**EXTRACT TO READ:**
++++++++++

ResidentPositive4122@reddit
langchain/graph/whatever is based on "it works on my machine but only if you use oai gpts" prompts hidden under 5 levels of abstraction. No wonder they don't work ootb with other models.
mwmercury@reddit
This is the answer. Langchain is a poison to the LLM community.
No-Detective-5352@reddit
Take a look at the Berkeley Function Calling Leaderboard: https://gorilla.cs.berkeley.edu/leaderboard.html There are some great smaller models with permissive licenses (e.g., Qwen2.5-7B).
The key metrics to consider are Abstract Syntax Tree evaluation, hallucination relevance (at least one of the function choices provided are relevant to the user query and should be invoked) and irrelevance (none of the function choices provided are relevant to the user query and none should be invoked).
AdditionalWeb107@reddit
https://huggingface.co/katanemo/Arch-Function-3B - while not published on the leader board is the best price/performance model for this use case.
No-Detective-5352@reddit
Thanks! That looks very promising, I will check it out.
Huanghe_undefined@reddit
this is not accurate at all. Their ground truth is halluciated to some extent and I do not think they are using the correct fc template for every model. Llama3 8B gives 95+% in my evaluation with their data(excluding the multi-turn part)
cyan2k@reddit
Feel free to share your data/templates/inference code. Would also love to compare. Also you can surely create a pull request because improvements in methodology are always appreciated!
Key_Extension_6003@reddit
Great link
gentlecucumber@reddit
Are you using an inference framework and tool template that supports llama tool calling, or just trying to prompt engineer it into doing tool calling like it's 2023?
OKArchon@reddit
What framework can you recommend for someone who's still in 2023?
gentlecucumber@reddit
I use vLLM as my backend for running models - both for work, and on my personal Windows machine with WSL. vLLM serves an OpenAI compatible endpoint, so you can use any python client that you would with GPT 4. Enabling tool calling is a simple parameter you set when launching the vLLM server. You'll also need a llama or Mistral tool calling Jinja template, both of which can be found in the vLLM GitHub repo and then you download those and pass the path as another input parameter in the vLLM serve command. Then BAM, all done. You can use your local model to do tool calling for any app or project that worked with OpenAI. I use Mistral Nemo 12b at FP8 for fast and simple agentic stuff in langgraph, and Mistral Small 22b at full precision if the tools are complicated or have a lot of nuance.
novel_market_21@reddit
You give your full command?? It would be very appreciated
gentlecucumber@reddit
Here's the command I run at home for mistral nemo 12b. It's looking at a local copy in my 'models' folder, running at FP8 precision and quantized kv-cache, running on both of my 3090 GPUs, enabling tool use with a jinja template, spoofing the 'gpt-4o-mini' model name to make some langgraph stuff a little simpler:
vllm serve models/Mistral-Nemo-Instruct-2407-FP8 --chat-template \~/chat-templates/tool_chat_template_mistral.jinja --max-model-len 10000 --gpu-memory-utilization 0.99 --kv-cache-dtype fp8_e4m3 --port 5111 --tensor-parallel-size 2 --enforce-eager --served-model-name localmodel gpt-4o-mini --enable-auto-tool-choice --tool-call-parser mistral --api-key foo
Use with the regular OpenAI client SDK and just set base URL to localhost.

++++++++++

**INSTRUCTIONS:**
A: From the thread on tool calling with local models, reproduce the passage from "cyan2k@reddit" up to and including "still in 2023?".
B: Summarize the thread on tool calling with local models in three sentences.

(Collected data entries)
++++++++++

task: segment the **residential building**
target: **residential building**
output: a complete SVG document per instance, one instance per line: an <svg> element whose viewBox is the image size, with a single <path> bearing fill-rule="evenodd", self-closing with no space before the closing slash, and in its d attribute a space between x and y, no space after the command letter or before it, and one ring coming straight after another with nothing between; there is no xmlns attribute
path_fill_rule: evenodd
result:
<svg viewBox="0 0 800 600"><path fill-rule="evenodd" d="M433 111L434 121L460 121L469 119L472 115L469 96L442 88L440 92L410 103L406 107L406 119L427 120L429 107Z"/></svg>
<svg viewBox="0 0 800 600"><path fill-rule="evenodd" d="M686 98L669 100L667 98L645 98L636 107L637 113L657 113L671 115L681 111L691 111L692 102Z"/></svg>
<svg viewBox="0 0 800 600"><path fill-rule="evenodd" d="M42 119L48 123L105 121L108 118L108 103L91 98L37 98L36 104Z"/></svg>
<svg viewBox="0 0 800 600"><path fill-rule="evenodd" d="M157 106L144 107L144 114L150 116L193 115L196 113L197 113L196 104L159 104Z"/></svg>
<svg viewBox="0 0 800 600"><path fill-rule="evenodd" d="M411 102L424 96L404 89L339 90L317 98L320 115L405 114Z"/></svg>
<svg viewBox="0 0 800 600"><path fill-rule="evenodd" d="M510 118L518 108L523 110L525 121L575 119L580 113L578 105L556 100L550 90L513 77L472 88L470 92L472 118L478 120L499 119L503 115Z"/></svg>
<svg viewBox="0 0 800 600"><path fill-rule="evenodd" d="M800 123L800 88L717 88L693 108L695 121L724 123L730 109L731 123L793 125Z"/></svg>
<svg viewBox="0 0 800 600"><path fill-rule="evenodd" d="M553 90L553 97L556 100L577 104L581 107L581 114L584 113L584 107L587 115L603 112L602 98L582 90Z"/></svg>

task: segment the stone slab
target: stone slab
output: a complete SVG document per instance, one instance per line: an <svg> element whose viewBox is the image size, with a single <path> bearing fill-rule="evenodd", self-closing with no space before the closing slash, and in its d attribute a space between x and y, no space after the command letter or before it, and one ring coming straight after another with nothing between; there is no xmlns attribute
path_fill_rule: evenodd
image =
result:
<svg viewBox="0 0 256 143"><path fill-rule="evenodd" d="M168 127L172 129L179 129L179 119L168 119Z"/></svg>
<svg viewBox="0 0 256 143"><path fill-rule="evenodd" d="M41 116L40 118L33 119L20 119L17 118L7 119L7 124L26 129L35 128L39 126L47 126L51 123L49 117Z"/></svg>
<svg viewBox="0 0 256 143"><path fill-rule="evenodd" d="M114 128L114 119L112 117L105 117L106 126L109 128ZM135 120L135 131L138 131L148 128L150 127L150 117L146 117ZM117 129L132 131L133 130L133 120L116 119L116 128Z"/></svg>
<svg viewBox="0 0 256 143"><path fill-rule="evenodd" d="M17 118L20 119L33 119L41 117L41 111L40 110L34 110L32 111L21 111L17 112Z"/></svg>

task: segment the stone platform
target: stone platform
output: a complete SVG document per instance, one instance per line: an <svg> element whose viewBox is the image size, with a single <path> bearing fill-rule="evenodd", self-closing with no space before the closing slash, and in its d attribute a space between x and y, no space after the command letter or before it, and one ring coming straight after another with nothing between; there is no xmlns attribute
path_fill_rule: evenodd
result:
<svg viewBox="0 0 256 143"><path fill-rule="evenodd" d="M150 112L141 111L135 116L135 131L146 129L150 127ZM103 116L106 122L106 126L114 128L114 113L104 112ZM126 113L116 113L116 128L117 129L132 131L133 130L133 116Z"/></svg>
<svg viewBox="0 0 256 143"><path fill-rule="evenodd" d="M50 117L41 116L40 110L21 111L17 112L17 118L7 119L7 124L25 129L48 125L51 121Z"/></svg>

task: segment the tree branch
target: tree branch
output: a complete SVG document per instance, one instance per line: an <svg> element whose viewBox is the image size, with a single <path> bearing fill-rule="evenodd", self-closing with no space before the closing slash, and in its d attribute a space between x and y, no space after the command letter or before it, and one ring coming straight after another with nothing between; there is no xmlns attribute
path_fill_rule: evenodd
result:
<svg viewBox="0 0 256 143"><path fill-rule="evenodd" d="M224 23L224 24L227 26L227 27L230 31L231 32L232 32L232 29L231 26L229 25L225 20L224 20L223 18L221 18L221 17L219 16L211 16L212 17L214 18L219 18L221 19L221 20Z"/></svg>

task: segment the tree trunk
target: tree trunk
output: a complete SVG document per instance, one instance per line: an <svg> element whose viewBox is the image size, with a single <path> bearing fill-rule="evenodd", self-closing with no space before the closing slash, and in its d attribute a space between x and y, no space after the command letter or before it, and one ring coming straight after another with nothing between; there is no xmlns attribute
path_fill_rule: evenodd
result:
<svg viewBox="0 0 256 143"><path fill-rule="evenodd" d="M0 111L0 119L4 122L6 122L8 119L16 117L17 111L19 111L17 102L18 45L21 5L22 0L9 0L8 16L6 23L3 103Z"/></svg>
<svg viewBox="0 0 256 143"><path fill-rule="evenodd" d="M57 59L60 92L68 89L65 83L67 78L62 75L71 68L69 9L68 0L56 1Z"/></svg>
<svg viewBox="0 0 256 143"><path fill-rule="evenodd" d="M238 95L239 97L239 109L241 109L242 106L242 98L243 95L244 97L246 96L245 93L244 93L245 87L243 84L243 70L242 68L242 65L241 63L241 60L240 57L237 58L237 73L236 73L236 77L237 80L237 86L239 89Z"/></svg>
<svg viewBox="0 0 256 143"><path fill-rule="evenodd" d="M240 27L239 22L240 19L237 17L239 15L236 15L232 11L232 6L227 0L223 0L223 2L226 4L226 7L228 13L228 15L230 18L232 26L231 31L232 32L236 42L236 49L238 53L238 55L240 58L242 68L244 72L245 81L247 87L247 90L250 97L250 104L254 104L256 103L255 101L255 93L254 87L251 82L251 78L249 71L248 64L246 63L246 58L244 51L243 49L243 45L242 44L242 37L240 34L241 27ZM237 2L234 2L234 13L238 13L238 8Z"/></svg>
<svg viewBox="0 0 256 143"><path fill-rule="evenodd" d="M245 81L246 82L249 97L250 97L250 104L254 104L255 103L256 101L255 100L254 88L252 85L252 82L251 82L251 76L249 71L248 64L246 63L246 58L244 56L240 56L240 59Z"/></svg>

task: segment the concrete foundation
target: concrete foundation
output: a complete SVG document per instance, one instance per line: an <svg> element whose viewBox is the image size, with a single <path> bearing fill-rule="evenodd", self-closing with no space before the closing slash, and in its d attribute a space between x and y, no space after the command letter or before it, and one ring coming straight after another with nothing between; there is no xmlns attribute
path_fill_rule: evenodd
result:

++++++++++

**EXPECTED OUTPUTS:**
A:
cyan2k@reddit
Feel free to share your data/templates/inference code. Would also love to compare. Also you can surely create a pull request because improvements in methodology are always appreciated!
Key_Extension_6003@reddit
Great link
gentlecucumber@reddit
Are you using an inference framework and tool template that supports llama tool calling, or just trying to prompt engineer it into doing tool calling like it's 2023?
OKArchon@reddit
What framework can you recommend for someone who's still in 2023?

B: One commenter attributes the failure of langchain and similar libraries with models other than OpenAI's to hidden prompts built for OpenAI models. Another points to the Berkeley Function Calling Leaderboard for smaller, permissively licensed function-calling models, while a later reply disputes its accuracy, saying its ground truth is partly hallucinated and it may not use the correct template for every model. A further commenter explains running models through vLLM, which serves an OpenAI-compatible endpoint and enables tool calling through a launch parameter plus a Llama or Mistral Jinja template, and shares the full command used for Mistral Nemo 12b.